**AIM OF THE TASK:** Format everything below from the line containing "Every instance of the gold wire" down to the last line of the entries as a JSON list of strings, one string per line and no blank lines.

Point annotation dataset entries
· · · ·

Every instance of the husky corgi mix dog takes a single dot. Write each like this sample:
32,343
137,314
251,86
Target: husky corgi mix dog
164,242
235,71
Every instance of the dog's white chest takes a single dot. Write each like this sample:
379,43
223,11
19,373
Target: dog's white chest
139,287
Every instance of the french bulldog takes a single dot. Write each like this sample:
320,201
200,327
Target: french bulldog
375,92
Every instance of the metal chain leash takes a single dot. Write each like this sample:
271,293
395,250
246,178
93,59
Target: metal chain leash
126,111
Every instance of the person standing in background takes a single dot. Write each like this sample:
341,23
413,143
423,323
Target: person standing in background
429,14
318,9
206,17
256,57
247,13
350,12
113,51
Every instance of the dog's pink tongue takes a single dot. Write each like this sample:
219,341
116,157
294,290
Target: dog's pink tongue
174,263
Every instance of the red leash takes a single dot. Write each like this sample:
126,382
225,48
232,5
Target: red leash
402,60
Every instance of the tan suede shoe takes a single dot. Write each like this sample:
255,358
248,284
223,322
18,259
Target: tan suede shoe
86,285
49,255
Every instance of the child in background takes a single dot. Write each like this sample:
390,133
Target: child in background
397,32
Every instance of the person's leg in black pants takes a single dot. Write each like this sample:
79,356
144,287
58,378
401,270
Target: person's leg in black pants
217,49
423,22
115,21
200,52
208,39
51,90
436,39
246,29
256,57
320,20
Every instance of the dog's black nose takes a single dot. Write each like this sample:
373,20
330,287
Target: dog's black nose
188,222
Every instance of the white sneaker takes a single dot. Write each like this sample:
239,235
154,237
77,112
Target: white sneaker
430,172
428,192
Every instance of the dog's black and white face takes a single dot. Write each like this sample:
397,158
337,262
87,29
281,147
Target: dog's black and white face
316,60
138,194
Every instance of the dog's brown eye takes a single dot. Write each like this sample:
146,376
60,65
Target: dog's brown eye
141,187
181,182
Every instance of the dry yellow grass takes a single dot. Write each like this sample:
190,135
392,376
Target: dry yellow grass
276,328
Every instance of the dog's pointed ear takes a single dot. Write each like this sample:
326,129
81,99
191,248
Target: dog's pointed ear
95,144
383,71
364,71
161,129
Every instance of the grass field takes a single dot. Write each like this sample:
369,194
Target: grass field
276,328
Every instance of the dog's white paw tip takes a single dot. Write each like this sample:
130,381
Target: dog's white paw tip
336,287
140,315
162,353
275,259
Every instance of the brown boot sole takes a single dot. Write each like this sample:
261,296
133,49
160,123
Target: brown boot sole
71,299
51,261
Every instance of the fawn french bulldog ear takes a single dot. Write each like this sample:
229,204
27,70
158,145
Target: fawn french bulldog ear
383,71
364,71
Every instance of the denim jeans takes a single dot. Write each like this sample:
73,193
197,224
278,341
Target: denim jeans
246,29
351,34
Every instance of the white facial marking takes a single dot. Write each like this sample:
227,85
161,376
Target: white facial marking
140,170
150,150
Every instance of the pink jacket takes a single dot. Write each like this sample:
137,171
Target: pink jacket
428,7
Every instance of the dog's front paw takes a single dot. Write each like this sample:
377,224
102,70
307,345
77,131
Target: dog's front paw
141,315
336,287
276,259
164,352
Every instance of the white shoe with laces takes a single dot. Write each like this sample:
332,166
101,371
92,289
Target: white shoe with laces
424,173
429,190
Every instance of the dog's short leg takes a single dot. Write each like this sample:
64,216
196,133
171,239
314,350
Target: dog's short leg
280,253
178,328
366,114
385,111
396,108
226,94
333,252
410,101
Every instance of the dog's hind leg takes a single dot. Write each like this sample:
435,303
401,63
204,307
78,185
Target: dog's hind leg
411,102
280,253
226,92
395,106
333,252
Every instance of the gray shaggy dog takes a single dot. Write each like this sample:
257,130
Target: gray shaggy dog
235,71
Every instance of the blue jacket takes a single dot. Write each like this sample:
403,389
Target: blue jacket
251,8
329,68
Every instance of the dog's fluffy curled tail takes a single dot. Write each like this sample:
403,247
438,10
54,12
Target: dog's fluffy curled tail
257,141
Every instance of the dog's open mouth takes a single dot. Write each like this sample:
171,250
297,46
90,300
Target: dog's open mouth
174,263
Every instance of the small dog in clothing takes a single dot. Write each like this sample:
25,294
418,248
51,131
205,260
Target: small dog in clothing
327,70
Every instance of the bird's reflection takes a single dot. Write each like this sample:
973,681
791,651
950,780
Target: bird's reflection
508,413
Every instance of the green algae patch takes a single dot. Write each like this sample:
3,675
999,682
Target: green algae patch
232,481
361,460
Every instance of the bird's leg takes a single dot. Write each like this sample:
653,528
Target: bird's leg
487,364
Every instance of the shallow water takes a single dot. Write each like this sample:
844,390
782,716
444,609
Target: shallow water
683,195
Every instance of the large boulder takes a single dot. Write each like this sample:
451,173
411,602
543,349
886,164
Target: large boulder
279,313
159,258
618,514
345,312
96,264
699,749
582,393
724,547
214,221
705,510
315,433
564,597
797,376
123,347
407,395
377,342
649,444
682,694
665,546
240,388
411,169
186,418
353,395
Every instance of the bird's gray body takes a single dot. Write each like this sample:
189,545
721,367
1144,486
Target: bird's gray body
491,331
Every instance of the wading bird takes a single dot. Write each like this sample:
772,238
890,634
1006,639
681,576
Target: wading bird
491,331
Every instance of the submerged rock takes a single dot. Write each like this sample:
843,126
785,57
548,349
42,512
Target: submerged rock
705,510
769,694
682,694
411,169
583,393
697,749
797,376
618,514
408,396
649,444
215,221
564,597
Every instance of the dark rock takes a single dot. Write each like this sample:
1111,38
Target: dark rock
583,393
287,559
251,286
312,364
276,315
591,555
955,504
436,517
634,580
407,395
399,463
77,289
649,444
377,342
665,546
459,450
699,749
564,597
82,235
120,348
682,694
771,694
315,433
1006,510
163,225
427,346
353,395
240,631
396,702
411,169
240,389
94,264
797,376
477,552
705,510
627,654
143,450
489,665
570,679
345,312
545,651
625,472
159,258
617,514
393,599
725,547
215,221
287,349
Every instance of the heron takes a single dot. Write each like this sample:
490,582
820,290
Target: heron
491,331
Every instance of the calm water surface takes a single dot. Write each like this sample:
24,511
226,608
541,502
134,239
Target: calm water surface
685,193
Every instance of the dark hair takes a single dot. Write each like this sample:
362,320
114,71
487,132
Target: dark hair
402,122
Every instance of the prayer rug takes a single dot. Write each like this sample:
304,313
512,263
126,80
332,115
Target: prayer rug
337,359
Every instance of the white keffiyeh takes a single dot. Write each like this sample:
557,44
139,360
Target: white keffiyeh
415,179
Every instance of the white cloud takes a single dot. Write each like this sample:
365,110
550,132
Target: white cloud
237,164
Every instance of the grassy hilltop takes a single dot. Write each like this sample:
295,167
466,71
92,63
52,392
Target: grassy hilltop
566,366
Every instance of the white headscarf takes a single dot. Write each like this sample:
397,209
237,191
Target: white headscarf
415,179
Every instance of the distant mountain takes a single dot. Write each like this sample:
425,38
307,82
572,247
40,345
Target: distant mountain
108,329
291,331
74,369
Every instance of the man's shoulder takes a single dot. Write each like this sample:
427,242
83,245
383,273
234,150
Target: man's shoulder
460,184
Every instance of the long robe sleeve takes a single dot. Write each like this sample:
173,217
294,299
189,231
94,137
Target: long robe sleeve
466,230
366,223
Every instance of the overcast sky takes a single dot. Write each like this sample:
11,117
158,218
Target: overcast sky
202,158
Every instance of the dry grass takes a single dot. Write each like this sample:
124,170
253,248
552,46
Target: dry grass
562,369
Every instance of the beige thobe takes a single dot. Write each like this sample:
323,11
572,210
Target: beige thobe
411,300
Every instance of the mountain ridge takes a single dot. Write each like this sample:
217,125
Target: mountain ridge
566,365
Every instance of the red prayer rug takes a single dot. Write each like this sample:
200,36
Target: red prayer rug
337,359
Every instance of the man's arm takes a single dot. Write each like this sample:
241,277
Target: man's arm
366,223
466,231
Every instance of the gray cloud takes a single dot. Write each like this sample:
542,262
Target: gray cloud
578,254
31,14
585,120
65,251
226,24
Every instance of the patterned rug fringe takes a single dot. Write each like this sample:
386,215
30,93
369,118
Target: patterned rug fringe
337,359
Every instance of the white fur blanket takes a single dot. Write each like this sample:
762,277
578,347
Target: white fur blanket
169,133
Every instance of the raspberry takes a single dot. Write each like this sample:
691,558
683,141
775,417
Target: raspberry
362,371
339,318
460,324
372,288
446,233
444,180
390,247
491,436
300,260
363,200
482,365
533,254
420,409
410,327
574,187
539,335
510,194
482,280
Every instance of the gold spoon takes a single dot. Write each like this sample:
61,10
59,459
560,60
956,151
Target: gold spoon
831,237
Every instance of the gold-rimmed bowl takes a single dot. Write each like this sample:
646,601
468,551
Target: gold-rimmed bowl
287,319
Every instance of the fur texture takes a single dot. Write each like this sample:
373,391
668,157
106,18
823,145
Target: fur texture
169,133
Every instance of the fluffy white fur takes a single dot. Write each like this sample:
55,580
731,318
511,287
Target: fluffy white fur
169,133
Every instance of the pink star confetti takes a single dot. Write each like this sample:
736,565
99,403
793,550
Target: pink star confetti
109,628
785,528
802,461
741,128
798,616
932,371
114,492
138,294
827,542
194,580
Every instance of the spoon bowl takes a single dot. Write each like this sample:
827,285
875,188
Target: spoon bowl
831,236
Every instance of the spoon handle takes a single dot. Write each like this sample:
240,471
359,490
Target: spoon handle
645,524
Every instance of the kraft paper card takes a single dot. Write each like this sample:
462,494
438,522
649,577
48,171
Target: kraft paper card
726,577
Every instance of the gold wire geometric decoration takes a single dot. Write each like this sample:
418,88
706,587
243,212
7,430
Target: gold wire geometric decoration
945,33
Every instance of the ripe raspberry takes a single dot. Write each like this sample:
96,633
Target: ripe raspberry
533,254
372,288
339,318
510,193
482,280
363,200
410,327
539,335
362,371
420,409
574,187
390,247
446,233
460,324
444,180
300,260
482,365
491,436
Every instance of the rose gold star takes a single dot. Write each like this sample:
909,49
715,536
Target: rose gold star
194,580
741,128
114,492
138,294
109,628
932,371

· · · ·

**OUTPUT OF THE TASK:**
[
  "Every instance of the gold wire geometric decoration takes a single dot. Write each like this sample:",
  "418,88",
  "706,587",
  "243,212",
  "7,430",
  "Target: gold wire geometric decoration",
  "945,33",
  "Every instance of the ripe raspberry takes a single dot. Write each like this sample:",
  "96,633",
  "Target: ripe raspberry",
  "533,254",
  "372,288",
  "339,318",
  "510,193",
  "482,280",
  "363,200",
  "410,327",
  "539,335",
  "362,371",
  "420,409",
  "574,187",
  "390,247",
  "446,233",
  "460,324",
  "444,180",
  "300,260",
  "482,365",
  "491,436",
  "Every instance of the rose gold star takes a single dot. Write each like this sample:",
  "909,49",
  "715,536",
  "Target: rose gold star",
  "194,580",
  "741,128",
  "114,492",
  "138,294",
  "109,628",
  "932,371"
]